Every entry that follows needs to be repeated exactly.

**EXERCISE MATERIAL:**
────────────────────
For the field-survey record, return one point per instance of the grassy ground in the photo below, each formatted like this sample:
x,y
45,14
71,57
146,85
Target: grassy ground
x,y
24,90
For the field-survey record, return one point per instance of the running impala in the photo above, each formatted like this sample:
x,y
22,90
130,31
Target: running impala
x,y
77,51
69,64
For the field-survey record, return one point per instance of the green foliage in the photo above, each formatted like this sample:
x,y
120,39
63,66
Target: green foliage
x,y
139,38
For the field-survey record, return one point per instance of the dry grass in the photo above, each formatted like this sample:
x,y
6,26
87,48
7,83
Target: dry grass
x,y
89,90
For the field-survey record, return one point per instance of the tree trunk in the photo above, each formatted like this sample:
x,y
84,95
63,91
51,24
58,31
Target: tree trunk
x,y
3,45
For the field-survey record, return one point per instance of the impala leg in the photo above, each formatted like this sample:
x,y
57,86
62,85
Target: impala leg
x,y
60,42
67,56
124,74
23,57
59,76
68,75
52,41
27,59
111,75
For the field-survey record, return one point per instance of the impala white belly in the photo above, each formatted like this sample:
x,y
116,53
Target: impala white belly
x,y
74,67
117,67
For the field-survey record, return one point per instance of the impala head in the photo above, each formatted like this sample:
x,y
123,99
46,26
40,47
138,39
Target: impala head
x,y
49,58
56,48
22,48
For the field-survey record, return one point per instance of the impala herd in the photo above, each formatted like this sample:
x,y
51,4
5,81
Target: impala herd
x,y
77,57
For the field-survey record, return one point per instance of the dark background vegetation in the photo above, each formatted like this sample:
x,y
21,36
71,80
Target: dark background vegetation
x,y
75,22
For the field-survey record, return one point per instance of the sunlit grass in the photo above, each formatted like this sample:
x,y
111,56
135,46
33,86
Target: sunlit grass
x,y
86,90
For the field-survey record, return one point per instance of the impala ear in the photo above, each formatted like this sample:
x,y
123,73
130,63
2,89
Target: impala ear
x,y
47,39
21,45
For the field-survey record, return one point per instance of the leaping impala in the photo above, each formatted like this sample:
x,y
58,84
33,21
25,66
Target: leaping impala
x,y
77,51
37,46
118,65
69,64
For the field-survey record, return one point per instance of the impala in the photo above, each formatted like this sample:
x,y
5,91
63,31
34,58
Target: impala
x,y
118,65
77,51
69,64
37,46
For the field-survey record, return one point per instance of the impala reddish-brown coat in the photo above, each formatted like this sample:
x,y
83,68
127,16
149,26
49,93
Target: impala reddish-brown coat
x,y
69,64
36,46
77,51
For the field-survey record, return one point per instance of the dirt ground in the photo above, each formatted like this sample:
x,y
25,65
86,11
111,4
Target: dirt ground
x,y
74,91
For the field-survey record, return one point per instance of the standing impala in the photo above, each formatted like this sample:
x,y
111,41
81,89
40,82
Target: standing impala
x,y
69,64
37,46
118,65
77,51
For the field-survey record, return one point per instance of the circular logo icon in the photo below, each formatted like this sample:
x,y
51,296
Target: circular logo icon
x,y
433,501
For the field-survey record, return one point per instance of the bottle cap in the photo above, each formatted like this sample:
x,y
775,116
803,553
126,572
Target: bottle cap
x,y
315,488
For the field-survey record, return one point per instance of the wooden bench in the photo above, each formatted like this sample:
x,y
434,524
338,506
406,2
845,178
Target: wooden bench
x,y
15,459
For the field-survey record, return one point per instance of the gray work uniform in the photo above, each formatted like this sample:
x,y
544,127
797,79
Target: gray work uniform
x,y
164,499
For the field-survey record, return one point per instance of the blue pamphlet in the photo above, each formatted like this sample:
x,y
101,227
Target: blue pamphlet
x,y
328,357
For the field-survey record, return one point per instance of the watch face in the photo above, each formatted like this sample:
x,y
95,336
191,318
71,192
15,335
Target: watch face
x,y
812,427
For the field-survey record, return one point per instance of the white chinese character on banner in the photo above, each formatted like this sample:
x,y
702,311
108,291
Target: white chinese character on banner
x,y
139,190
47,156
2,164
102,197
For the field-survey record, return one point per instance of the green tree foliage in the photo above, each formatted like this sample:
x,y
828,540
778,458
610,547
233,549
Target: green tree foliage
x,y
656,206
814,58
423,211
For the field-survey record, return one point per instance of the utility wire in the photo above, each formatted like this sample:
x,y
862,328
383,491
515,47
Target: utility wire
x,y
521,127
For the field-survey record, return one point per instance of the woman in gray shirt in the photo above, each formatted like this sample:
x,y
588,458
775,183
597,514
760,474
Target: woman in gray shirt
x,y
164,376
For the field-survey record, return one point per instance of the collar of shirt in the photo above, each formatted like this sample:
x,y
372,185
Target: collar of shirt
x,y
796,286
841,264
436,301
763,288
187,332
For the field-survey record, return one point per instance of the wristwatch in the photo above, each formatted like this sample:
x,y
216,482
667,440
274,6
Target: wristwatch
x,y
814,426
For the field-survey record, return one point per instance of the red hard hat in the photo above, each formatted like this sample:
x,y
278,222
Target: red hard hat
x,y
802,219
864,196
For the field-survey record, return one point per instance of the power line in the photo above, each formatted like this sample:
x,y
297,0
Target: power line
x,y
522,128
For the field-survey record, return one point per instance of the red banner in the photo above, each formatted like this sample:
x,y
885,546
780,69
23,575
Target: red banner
────────────────────
**COMPLETED EXERCISE:**
For the field-survey record, return one point per instance of the grassy ground in the photo below, each formatted like this sample:
x,y
45,14
71,57
146,85
Target: grassy ground
x,y
24,90
For the field-survey record, return one point per instance of the running impala in the photo above, each formatted like this sample:
x,y
22,90
130,31
Target: running impala
x,y
77,51
69,64
For the field-survey record, return one point per instance of the green foliage in the photo above, each formatted like this sample:
x,y
120,39
63,66
Target: green foliage
x,y
139,38
For the field-survey record, return one point per instance of the dry grass in the photo above, each formatted like this sample:
x,y
6,26
87,48
7,83
Target: dry grass
x,y
89,90
For the field-survey record, return one point per instance of the tree trunk in the photo above, each formatted like this sample:
x,y
84,95
63,91
51,24
58,31
Target: tree trunk
x,y
3,45
For the field-survey record, return one point per instance of the impala leg in the photo above, each formatted like this sample:
x,y
57,86
62,85
Target: impala leg
x,y
60,42
67,56
124,74
23,57
59,76
68,75
52,41
27,59
111,75
For the field-survey record, return one point per instance of the impala white belly in the photo above, each formatted like this sample:
x,y
116,53
Target: impala white belly
x,y
74,67
117,67
For the field-survey record, return one point per instance of the impala head in the photo above, each formatted like this sample:
x,y
123,99
46,26
40,47
138,39
Target: impala head
x,y
49,58
56,48
22,48
For the field-survey record, return one point per instance of the impala herd in the photo above, each formatted like this sample:
x,y
51,4
5,81
Target: impala herd
x,y
77,57
For the field-survey record, return one point per instance of the dark background vegetation in the photo above, each formatted like this sample:
x,y
21,36
71,80
Target: dark background vegetation
x,y
75,22
For the field-survey record, return one point per instance of the sunlit grass in the photo above, each formatted like this sample:
x,y
111,56
135,46
33,86
Target: sunlit grass
x,y
86,90
For the field-survey record, return one point per instance of the impala ear in the photo above, each formatted like this sample:
x,y
123,73
130,63
2,89
Target: impala ear
x,y
47,39
21,45
For the field-survey record, return one point per instance of the leaping impala in the photo above, each formatted like this sample:
x,y
58,84
33,21
25,66
Target: leaping impala
x,y
77,51
37,46
118,65
69,64
For the field-survey record, return one point per instance of the impala in the photo above, each formatted like this sample:
x,y
5,91
63,31
34,58
Target: impala
x,y
118,65
77,51
69,64
37,46
For the field-survey record, return one point per instance of the impala reddish-brown coat in the photo above, each formatted like this sample:
x,y
83,68
127,16
149,26
49,93
Target: impala reddish-brown coat
x,y
69,64
36,46
77,51
For the field-survey record, return one point per instance of the dirt ground in the photo above, each formatted like this sample:
x,y
25,65
86,11
111,4
Target: dirt ground
x,y
74,91
For the field-survey record, return one point per instance of the standing impala in the photo above, each formatted like this sample:
x,y
111,41
81,89
40,82
Target: standing impala
x,y
69,64
37,46
118,65
77,51
For the field-survey record, return one point per instance of the circular logo icon in the photo below, each formatted like this sample:
x,y
51,296
Target: circular logo icon
x,y
433,501
For the field-survey record, return one point per instance of the bottle cap in the photo above, each formatted like this sample:
x,y
775,116
803,553
126,572
Target: bottle cap
x,y
315,488
For the field-survey record, return one point per instance of the wooden bench in the photo above, each formatted like this sample:
x,y
434,524
338,506
406,2
845,178
Target: wooden bench
x,y
15,459
For the field-survey record, return one point per instance of the gray work uniform in the photo above, each formatted like this sample:
x,y
544,127
797,79
Target: gray work uniform
x,y
164,499
For the field-survey record, return one point per instance of the blue pamphlet in the photo above, each formatted like this sample:
x,y
101,227
Target: blue pamphlet
x,y
328,357
For the field-survey record, return one point per instance of the watch face in the photo above, each formatted like this sample:
x,y
95,336
191,318
71,192
15,335
Target: watch face
x,y
812,427
For the field-survey record, return one point per instance of the white chinese character on banner in the photo above, each formatted like this sample:
x,y
702,311
108,291
Target: white chinese character on banner
x,y
139,190
47,156
2,164
102,197
For the field-survey record, return one point per instance of the green tree foliage in the photo above, each formatted like this sample:
x,y
828,540
778,458
610,547
233,549
Target: green tree foliage
x,y
656,206
814,58
423,211
For the field-survey record, return one point per instance of the utility wire in the photo above, each formatted like this sample:
x,y
862,328
383,491
515,47
Target: utility wire
x,y
521,127
For the field-survey record, return one point per instance of the woman in gray shirt in the photo above, each formatted like this sample:
x,y
588,458
775,183
597,514
760,474
Target: woman in gray shirt
x,y
164,376
For the field-survey record, return one point per instance of the collar of shirt in the photo above, each formatted like this sample:
x,y
372,185
Target: collar of shirt
x,y
796,286
841,264
436,301
763,288
187,332
For the field-survey record, return one point per instance of the wristwatch in the photo above, each formatted like this sample:
x,y
216,482
667,440
274,6
Target: wristwatch
x,y
814,426
For the field-survey record, return one point per instance of the red hard hat in the photo above, each formatted like this sample:
x,y
278,222
Target: red hard hat
x,y
802,219
864,196
For the field-survey record, return one point per instance of the power line in the photo above, each formatted like this sample:
x,y
297,0
Target: power line
x,y
522,128
For the field-survey record, return one point per instance of the red banner in the photo above, each formatted like this sample:
x,y
885,546
780,69
23,575
Target: red banner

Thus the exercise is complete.